§ **Belge Bölümü**:
━━━━━━━━━━━━━━━━

Ben de keza uzun metraj yolculuğunda olan bir filmimi denemek adına böyle bir karar aldım. Ancak bundan bağımsız olarak bir çok film çekmişimdir hiç uzun metrajı düşünmeden. Tamamen katı cümle kurmak da yanlış. Yöntemlerden biri. Şunu diyebiliriz, bir yönetmen anlatmak istediği hikayesini orada çok özgürce anlatma imkanına sahip. Kısa film, prensiplerinden bahsedeceksek, konu itibari ile alanı, bütçesi itibari ile yaygınlığı itibari ile daha spesifik bir alana hitap ediyor.

Oyuncu seçiminde iş kısa film olunca zorluk çıkıyor mu?

Bazı oyuncular var ki çok sıcak bakıyor, bazı oyuncularsa yanaşmıyor.  Bazıları canı gönülden, bazılarının aklının ucundan geçmiyor. Bu birazda oyuncunun karakteri ile ilgili. Acı bir şey söyleyeyim. Festivaller filmin seçilmesi kararında ünlü oyuncuya pozitif bir ön yargı ile yaklaşıyor.  Ünlü oyuncu, filme ilgiyi artırıyor. Bunun da festivalin büyümesi açısından önemli bir rol oynadığı düşünülüyor.  Kültür Bakanlığı’ndan destek alan bir filme oyuncu da daha sıcak bakabiliyor. Sponsor bulunca da oyuncuyu ikna kolay oluyor. Bir diğeri ise, elinizdeki iyi senaryonuzu, oyuncuya iyi aktarabilirseniz vakit buldukları ölçüde sorun çözülüyor.

━━━━━━━━━━━━━━━━

§ **Alıştırmalar**:
1. Kısa film söyleşisine göre festivaller, film seçme kararında ünlü oyuncuya nasıl yaklaşıyor?
2. Kısa film söyleşisini "Bazı oyuncular var" sözlerinden "ölçüde sorun çözülüyor." sözlerine kadar harfi harfine yazıya geçirin.
3. Kısa film söyleşisini kaldığı yerden alıp devam ettirin.
Satırların kısa film söyleşisiyle hiçbir ilgisi yoktur.

━━━━━━━━━━━━━━━━

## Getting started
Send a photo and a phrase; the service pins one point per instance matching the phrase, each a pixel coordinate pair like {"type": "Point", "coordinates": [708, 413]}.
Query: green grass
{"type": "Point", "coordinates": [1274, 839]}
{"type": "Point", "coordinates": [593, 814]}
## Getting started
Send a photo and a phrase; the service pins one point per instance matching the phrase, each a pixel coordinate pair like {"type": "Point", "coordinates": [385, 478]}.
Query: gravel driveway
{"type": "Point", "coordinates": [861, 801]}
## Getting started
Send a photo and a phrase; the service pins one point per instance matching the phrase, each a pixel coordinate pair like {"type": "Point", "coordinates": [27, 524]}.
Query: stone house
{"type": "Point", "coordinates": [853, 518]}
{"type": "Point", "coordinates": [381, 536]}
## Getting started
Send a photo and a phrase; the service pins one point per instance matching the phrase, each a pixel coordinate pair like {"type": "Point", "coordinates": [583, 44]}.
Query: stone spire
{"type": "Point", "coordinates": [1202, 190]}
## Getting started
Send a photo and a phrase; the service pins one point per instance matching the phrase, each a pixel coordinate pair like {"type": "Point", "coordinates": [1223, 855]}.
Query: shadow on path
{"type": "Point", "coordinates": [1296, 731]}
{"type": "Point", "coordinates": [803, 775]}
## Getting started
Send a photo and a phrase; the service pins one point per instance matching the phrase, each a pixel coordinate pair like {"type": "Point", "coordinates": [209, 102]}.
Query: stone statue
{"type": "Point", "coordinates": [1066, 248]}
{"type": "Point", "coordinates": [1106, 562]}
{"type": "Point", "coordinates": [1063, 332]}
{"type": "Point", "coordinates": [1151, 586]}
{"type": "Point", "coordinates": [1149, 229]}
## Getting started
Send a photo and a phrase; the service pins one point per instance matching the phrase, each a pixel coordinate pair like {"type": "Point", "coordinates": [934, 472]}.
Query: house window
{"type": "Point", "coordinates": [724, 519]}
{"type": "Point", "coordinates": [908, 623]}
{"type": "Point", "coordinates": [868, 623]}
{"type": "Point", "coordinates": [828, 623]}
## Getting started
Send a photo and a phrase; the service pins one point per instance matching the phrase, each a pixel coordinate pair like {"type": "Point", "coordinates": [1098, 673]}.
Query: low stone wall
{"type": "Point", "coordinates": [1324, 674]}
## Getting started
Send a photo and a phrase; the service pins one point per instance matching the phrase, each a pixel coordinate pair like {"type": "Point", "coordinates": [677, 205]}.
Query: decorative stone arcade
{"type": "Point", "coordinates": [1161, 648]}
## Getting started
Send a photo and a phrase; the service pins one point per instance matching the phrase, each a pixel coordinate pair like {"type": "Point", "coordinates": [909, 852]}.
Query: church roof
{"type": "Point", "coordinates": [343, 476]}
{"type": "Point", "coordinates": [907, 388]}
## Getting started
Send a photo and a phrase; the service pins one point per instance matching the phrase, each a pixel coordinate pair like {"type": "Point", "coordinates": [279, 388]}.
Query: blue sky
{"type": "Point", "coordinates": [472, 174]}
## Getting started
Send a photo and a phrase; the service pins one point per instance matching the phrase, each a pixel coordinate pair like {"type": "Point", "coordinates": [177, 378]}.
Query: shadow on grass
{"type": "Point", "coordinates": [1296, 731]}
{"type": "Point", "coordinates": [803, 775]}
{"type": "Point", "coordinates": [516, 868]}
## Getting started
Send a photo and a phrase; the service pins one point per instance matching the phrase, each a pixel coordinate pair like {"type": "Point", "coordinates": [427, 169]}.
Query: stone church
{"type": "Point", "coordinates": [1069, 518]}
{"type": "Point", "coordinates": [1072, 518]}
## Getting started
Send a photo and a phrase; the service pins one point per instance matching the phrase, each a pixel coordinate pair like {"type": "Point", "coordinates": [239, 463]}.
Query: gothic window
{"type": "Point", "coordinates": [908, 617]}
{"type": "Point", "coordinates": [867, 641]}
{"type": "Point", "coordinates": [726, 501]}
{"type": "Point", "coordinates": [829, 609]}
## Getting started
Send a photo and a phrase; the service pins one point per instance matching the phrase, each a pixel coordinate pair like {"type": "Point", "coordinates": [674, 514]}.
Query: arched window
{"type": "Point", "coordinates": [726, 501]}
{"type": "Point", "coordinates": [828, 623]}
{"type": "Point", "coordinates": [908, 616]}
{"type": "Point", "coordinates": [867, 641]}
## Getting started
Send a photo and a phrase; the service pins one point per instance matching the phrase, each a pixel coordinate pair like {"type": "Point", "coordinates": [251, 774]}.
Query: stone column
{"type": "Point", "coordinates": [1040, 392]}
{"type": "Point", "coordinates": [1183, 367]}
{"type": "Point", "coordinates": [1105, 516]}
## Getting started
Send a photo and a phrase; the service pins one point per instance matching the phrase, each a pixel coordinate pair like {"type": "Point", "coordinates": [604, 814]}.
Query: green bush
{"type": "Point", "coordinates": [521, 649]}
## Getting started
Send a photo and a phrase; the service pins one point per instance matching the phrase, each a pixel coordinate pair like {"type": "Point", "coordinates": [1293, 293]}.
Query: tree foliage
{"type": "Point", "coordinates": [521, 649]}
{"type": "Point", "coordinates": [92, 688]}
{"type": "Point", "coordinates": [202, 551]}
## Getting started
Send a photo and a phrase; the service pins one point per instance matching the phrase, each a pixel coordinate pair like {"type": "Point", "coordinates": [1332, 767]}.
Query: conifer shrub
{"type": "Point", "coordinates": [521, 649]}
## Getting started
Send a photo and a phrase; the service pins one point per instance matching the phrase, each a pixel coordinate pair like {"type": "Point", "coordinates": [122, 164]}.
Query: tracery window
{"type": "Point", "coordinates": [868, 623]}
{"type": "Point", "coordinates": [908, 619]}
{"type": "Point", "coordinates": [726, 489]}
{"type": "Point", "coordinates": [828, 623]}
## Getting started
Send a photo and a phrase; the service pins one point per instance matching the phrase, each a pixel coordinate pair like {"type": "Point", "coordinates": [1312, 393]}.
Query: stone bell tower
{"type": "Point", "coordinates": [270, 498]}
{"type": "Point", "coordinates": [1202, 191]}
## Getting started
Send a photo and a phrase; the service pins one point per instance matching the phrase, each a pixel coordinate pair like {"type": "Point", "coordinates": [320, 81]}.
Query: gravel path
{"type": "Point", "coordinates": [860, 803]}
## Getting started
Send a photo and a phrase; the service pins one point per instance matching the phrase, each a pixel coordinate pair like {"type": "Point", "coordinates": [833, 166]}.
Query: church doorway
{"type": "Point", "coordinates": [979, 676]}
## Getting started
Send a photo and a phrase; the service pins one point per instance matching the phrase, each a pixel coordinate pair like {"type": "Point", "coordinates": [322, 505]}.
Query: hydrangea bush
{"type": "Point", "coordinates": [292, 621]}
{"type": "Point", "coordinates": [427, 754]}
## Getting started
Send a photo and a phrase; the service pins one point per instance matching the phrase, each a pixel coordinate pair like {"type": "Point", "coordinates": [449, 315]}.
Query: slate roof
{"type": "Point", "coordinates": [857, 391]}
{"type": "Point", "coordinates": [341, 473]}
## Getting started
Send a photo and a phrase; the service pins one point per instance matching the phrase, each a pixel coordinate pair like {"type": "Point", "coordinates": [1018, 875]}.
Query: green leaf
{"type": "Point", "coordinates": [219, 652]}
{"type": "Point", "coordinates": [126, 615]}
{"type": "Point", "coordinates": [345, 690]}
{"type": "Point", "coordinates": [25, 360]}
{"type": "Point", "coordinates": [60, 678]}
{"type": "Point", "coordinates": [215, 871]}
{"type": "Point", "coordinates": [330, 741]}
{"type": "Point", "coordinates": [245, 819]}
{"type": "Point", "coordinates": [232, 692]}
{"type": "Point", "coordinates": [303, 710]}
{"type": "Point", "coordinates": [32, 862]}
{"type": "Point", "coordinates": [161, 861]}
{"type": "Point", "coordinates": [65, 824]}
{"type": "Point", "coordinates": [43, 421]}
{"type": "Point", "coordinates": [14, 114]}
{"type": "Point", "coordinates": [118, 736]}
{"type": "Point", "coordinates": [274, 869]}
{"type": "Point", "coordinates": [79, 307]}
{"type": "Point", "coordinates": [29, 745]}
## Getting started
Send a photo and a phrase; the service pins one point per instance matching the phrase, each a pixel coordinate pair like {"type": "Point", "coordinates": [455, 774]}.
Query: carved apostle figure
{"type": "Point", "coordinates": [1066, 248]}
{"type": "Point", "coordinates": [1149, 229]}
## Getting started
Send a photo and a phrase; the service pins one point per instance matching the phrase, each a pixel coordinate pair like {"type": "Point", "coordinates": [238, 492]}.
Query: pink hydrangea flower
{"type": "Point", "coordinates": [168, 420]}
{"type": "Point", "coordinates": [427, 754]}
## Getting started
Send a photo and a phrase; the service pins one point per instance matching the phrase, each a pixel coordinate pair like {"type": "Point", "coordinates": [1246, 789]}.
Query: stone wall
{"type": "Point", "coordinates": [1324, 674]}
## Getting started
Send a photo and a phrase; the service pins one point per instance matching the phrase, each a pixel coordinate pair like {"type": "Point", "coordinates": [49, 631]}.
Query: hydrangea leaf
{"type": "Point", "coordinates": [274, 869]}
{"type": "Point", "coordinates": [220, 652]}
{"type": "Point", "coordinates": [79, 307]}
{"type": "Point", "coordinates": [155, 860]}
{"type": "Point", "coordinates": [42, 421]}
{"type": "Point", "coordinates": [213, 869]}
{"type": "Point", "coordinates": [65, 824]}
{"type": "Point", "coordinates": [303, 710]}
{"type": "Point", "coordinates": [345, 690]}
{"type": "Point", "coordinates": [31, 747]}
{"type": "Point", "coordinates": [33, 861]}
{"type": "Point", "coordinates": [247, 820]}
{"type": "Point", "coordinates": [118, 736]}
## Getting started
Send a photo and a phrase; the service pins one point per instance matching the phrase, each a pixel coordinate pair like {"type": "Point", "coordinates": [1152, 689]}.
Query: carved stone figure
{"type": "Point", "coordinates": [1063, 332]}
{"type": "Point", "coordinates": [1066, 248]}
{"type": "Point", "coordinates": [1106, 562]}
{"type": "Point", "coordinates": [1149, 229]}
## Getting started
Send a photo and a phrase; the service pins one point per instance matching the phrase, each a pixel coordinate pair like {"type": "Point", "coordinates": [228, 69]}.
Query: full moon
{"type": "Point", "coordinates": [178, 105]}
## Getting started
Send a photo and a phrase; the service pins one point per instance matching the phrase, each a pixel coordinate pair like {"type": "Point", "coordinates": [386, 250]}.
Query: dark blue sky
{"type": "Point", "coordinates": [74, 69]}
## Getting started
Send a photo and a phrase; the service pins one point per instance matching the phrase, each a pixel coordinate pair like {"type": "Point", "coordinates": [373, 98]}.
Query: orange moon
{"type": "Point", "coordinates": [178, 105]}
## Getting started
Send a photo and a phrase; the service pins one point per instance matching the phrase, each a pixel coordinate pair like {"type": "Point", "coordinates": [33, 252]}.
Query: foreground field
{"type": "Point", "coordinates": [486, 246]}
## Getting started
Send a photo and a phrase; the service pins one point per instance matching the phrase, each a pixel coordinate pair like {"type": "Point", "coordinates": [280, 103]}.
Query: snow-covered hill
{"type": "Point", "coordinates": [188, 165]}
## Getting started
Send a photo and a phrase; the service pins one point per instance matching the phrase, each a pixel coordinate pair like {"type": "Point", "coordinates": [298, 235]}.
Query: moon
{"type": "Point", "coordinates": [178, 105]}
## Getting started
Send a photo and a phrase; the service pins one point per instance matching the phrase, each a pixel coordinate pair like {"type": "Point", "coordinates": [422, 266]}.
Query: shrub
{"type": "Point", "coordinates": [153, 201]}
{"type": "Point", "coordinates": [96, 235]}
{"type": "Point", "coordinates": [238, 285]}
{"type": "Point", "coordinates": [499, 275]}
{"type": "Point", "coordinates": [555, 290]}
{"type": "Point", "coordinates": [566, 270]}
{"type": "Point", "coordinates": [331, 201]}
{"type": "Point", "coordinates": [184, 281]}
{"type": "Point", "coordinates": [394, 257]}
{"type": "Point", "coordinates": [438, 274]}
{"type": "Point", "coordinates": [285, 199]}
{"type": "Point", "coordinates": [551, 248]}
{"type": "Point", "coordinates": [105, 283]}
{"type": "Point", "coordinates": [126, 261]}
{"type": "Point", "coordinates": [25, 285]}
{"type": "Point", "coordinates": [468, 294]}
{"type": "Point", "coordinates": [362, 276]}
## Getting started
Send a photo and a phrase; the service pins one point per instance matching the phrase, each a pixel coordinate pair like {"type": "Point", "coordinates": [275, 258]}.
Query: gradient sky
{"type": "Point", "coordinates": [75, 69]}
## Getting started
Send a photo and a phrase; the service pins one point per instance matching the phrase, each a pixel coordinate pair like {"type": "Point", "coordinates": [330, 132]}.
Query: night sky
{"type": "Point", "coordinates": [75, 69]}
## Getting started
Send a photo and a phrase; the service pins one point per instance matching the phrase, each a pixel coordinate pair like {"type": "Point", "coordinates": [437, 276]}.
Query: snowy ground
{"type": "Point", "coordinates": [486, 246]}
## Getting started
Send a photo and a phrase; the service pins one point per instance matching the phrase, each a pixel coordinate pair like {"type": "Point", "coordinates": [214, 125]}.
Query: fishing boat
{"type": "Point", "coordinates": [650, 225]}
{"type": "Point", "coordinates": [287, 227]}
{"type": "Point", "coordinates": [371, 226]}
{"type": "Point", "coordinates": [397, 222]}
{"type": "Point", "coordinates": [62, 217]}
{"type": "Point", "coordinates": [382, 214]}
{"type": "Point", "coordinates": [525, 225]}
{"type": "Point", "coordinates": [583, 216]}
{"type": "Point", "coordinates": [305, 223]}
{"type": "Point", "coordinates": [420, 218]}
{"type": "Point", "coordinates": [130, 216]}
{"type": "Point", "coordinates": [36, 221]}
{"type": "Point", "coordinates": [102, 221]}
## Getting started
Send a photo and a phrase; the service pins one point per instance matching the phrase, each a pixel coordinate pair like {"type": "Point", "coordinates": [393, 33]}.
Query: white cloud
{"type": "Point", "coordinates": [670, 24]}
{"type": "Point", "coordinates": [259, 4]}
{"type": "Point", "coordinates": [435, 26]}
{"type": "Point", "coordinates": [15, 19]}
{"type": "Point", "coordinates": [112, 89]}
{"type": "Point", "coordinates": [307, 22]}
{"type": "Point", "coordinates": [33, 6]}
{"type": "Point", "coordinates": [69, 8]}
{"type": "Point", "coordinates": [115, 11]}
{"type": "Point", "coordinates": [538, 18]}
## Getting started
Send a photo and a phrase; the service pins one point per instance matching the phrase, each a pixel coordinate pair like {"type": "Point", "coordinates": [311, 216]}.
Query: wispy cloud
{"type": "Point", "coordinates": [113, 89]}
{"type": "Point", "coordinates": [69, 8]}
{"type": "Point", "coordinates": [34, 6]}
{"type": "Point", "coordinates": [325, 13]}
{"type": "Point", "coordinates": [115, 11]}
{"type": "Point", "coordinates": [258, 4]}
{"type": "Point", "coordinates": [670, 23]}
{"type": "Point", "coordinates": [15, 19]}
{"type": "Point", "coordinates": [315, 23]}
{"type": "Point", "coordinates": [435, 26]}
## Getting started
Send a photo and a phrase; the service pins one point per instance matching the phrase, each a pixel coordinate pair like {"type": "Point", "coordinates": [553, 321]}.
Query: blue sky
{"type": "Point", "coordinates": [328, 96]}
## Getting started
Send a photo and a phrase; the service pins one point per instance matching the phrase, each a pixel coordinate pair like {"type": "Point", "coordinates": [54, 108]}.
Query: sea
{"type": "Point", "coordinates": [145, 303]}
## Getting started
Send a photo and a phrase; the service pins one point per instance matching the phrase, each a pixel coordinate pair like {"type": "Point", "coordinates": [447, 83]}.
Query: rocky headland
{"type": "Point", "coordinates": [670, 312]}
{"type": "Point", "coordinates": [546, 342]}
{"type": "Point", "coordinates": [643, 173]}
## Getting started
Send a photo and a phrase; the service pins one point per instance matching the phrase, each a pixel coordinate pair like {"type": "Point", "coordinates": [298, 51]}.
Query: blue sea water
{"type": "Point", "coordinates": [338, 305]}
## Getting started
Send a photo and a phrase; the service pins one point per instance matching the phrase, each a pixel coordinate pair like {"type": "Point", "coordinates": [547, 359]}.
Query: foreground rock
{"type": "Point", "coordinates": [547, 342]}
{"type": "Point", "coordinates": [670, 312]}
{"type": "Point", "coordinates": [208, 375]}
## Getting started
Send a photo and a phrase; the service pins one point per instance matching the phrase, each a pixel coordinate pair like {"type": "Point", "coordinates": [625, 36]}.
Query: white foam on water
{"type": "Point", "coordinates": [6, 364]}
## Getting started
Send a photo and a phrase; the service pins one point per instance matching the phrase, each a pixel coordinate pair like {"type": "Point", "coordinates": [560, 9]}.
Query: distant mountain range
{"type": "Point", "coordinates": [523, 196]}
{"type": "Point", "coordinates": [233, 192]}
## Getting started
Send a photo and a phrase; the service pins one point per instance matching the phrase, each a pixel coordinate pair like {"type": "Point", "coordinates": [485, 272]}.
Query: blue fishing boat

━━━━━━━━━━━━━━━━

§ **Görev Çıktıları**:
1. Ünlü oyuncuya pozitif bir ön yargıyla yaklaşıyor.

2.
Bazı oyuncular var ki çok sıcak bakıyor, bazı oyuncularsa yanaşmıyor.  Bazıları canı gönülden, bazılarının aklının ucundan geçmiyor. Bu birazda oyuncunun karakteri ile ilgili. Acı bir şey söyleyeyim. Festivaller filmin seçilmesi kararında ünlü oyuncuya pozitif bir ön yargı ile yaklaşıyor.  Ünlü oyuncu, filme ilgiyi artırıyor. Bunun da festivalin büyümesi açısından önemli bir rol oynadığı düşünülüyor.  Kültür Bakanlığı’ndan destek alan bir filme oyuncu da daha sıcak bakabiliyor. Sponsor bulunca da oyuncuyu ikna kolay oluyor. Bir diğeri ise, elinizdeki iyi senaryonuzu, oyuncuya iyi aktarabilirseniz vakit buldukları ölçüde sorun çözülüyor.

3.
Kısa film çekerken oyuncu ile bazı problemler yaşanabiliyor, şöyle ki, senaryo çok kısa bir metin olduğu için karakterin öncesini ve sonrasını anlatmak bir zaman işi oluyor benim için

Kısa filmi, meslek hayatınızda nasıl bir yeri var?

Kısa film benim nefes alma biçimim.  Kendi hayatımı idame ettirmek için reklam ve animasyon işleri yapıyorum, onlardan da zevk alıyorum.  Ancak kendimde kısa film yapma mecburiyeti hissediyorum.  Bunu buna şöyle örnek verebilirim. Dalıyorsunuz denize sonra çıkıp nefes almak istiyorsunuz. Dalma anı gibi yaptığınız işler. Kısa filmler olmasa boğulur giderdim.

Kısa film festivalleri sizce yeterli mi, kısa filmlerin tanıtımı ve devamı için? 

Aslında festivaller yeterli. Bence sayıları fazla bile. Aslında festival değil festivalde yönetim sorunu var. Bazı jüriler film dünyasından çok uzak. Sette nefes solumamış, hikayeciliğin ne demek olduğunu bilmeyen insanlar. Bu da  ülke sinema sanatının gelişmesinin önündeki en büyük engel. Festivallerin, jürilerin küçük bir kısmını ayırarak söylüyorum bunu.

Senaryolarınızın çıkış noktaları neler oluyor?

Ben neden besleniyorum.  “Evden Uzakta” filmimde uyarlama yaptım, yeni kısa filmim “AbsürdAdam”ı, Camus’un Sisifos Söyleni’nden esinlendim. Ben de, bir fikrin çekilebilmesine karar verme süreci, kalbimin sesi ile başlar. Kalbimin sesi müziğe dönüşür. İşte bu düşünce ve bu his, onun oluşturduğu armoni etrafında şekillenir. Sonra sinopsis ve senaryo gelir. Ona uygun yapım koşulları ile de şekillenir.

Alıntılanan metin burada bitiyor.